EXCERPTED TEXT:
Deportation Looms in D.W.I. Cases
Two men who had been living East Hampton Town for seven and nine years left the town in handcuffs on Feb. 6, headed for county jail in the back seat of a Suffolk County Sheriff’s Department squad car, possibly never to return again. One of them, after a long weekend of uncertainty, was reunited with his family and friends in East Hampton. But for the other man, the trip was the first step into a legal limbo where deportation loomed.
One hailed from Guatemala, the other from Ecuador, and each had been brought that morning from the jail where he was being held to East Hampton Town Justice Court, where their attorneys were trying to resolve outstanding driving while intoxicated charges against them.
Although bail had been set for each at amounts their families were willing to post, the men could not have been released even if bail had been posted because United States Immigration and Customs Enforcement, known as ICE, had placed a hold on them as candidates for deportation.
According to its website, ICE uses a three-tiered system, based on criminal convictions, to determine whom it will deport and whom it will allow to remain in the country. The most likely to be deported are undocumented immigrants convicted of “aggravated felonies” or two or more felonies of any kind.
The next most likely to be deported are those convicted of three or more misdemeanors. The lowest priority for deportation are those convicted of a single misdemeanor.
Pablo L. Estrada, 31, was arrested on Nov. 3 on aggravated D.W.I. charges. He also had a 2006 drunken driving conviction, making the November charge a felony, and was facing a felony charge of driving without a license. When he was arraigned before East Hampton Justice Lisa R. Rana on Nov. 4, she set bail at $8,000, but informed him that the ICE hold could render bail a moot point.
Mr. Estrada, a Guatemalan who has lived in East Hampton for nine years, was transferred to Suffolk County jail in Riverside and remained there while his attorney worked to avoid a felony conviction.
Daniel A. Gomez, 24, was arrested on a D.W.I. charge on New Year’s Eve. When he was arraigned the next morning before Justice Rana, he learned of the ICE hold on him. It appeared from the paperwork the justice had received from ICE, that Mr. Gomez, an undocumented immigrant from Ecuador who had lived in East Hampton since he was 17, had three previous misdemeanor convictions. What those convictions were was not clear even after examining the ICE document.
Mary C. Hartill, his attorney, still does not know what ICE believed Mr. Gomez had previously been convicted of, and thinks that Immigration simply has the wrong man.

DATA PROVIDED:
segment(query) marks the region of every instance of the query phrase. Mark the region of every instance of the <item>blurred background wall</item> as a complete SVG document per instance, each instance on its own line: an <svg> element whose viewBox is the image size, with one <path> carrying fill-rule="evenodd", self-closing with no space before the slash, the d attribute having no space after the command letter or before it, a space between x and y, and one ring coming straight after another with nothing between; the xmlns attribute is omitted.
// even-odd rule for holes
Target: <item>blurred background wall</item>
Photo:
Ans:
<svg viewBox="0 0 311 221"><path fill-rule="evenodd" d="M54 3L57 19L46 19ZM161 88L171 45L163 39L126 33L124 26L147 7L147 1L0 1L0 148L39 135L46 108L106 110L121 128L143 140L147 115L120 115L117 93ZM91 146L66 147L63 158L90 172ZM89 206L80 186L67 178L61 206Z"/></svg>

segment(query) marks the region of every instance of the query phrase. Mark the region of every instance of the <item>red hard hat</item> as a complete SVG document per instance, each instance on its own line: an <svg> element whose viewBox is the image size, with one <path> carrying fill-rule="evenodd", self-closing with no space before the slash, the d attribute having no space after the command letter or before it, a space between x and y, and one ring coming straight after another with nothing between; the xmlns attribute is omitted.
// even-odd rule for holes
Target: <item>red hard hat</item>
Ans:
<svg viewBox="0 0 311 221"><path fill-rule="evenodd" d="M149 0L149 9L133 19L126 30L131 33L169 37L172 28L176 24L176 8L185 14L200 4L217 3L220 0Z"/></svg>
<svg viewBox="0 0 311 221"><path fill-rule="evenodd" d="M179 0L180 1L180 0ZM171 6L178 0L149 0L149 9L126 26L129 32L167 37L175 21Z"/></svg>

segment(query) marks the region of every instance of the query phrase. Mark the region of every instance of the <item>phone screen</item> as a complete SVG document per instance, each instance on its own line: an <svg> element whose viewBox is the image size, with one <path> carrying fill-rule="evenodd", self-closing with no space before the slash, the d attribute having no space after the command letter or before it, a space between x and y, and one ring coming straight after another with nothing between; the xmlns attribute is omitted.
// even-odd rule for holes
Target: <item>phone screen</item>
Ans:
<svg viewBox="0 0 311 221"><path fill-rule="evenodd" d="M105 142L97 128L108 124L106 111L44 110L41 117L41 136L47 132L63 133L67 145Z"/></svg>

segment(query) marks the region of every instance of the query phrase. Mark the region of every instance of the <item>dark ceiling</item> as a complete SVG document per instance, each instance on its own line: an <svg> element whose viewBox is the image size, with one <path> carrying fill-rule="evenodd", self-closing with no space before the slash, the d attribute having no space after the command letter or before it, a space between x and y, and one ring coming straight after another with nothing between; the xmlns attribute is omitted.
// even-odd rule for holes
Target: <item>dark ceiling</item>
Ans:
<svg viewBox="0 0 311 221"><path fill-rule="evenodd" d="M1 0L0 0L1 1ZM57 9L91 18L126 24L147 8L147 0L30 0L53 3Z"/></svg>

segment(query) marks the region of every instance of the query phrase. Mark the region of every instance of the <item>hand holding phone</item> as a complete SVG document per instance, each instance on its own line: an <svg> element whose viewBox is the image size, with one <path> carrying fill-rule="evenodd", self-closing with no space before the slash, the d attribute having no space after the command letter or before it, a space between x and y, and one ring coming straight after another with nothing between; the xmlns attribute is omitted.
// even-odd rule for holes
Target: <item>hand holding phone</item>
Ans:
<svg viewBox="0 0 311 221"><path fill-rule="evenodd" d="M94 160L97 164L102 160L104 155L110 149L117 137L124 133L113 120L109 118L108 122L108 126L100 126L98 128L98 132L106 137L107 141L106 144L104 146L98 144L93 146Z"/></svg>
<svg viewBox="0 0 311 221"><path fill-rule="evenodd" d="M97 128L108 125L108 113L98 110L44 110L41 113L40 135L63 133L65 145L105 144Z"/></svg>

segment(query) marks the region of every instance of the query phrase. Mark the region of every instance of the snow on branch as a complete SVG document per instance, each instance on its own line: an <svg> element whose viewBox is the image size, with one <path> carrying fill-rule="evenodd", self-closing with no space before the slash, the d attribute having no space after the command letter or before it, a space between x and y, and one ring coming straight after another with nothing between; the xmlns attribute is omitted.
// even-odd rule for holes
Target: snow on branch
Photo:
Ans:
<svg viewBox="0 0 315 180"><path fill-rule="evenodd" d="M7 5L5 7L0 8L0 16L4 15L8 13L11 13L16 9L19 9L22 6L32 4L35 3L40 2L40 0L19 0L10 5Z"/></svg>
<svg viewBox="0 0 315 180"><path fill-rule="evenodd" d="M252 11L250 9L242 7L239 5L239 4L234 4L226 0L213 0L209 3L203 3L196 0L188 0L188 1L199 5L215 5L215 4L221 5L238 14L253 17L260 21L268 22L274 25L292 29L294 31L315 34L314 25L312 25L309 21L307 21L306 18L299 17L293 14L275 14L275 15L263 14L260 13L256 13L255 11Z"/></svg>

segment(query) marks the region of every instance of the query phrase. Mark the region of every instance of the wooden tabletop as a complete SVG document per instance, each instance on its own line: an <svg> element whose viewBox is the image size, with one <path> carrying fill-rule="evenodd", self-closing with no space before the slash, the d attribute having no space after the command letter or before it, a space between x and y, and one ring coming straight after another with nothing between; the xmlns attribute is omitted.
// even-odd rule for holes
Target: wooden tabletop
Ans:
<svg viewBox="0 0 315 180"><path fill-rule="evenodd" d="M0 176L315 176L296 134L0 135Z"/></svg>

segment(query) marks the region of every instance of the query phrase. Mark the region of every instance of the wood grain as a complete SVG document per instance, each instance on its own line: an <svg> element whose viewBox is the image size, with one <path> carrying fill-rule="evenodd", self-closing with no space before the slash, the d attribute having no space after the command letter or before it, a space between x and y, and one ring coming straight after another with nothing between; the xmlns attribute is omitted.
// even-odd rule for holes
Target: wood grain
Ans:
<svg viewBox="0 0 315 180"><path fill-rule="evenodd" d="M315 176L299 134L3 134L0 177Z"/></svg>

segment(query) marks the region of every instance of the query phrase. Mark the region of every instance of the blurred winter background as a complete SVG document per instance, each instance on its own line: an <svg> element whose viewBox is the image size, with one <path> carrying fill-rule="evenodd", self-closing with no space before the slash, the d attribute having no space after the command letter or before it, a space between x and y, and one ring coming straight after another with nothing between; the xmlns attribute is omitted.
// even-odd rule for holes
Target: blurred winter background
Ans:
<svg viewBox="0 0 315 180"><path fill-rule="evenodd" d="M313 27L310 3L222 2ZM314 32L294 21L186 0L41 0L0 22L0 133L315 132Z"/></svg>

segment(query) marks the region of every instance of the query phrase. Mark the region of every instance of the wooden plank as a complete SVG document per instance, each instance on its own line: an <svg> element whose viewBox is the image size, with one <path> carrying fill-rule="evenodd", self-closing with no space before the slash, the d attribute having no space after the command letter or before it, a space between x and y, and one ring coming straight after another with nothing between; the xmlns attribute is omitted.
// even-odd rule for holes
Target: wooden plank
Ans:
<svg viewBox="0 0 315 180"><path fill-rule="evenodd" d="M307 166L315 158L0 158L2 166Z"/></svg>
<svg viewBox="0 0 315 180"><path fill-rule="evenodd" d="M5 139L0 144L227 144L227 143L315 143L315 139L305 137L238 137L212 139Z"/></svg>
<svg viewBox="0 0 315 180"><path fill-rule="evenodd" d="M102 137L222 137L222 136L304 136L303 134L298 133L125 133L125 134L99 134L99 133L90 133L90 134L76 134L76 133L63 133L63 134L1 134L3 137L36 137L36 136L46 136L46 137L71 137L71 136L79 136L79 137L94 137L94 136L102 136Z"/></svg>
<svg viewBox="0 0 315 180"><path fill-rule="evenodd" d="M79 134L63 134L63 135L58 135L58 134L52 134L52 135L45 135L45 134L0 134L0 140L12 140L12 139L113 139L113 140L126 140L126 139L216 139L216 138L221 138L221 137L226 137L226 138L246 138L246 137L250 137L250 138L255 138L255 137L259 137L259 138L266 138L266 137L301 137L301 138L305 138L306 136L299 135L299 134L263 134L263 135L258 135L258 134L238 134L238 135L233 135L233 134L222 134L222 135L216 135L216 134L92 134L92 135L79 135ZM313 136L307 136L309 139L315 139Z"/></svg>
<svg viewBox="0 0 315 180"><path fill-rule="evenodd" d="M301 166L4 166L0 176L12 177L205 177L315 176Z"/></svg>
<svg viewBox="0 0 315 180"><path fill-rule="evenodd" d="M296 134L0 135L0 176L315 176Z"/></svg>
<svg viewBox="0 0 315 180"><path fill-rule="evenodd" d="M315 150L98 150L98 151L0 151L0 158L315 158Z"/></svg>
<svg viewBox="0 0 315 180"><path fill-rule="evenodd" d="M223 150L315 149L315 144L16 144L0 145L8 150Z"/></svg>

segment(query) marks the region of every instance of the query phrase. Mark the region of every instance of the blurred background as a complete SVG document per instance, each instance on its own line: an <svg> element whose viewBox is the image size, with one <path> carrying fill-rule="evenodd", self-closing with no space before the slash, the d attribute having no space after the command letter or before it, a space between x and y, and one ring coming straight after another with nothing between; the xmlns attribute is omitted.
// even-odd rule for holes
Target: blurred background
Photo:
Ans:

REQUIREMENTS:
1. In the deportation article, reproduce verbatim the part that opens with the words containing "Daniel A. Gomez, 24, was" and closes with "the ICE document.".
2. Answer these from the deportation article:
(a) At what amount did Justice Rana set Pablo L. Estrada's bail?
(b) At what age did Daniel A. Gomez begin living in East Hampton?
(c) Whom does ICE treat as the lowest priority for deportation?
The records have no connection to the deportation article.

RESPONSES TO THE EXERCISE:
1.
Daniel A. Gomez, 24, was arrested on a D.W.I. charge on New Year’s Eve. When he was arraigned the next morning before Justice Rana, he learned of the ICE hold on him. It appeared from the paperwork the justice had received from ICE, that Mr. Gomez, an undocumented immigrant from Ecuador who had lived in East Hampton since he was 17, had three previous misdemeanor convictions. What those convictions were was not clear even after examining the ICE document.

2.
(a) $8,000
(b) 17
(c) Those convicted of a single misdemeanor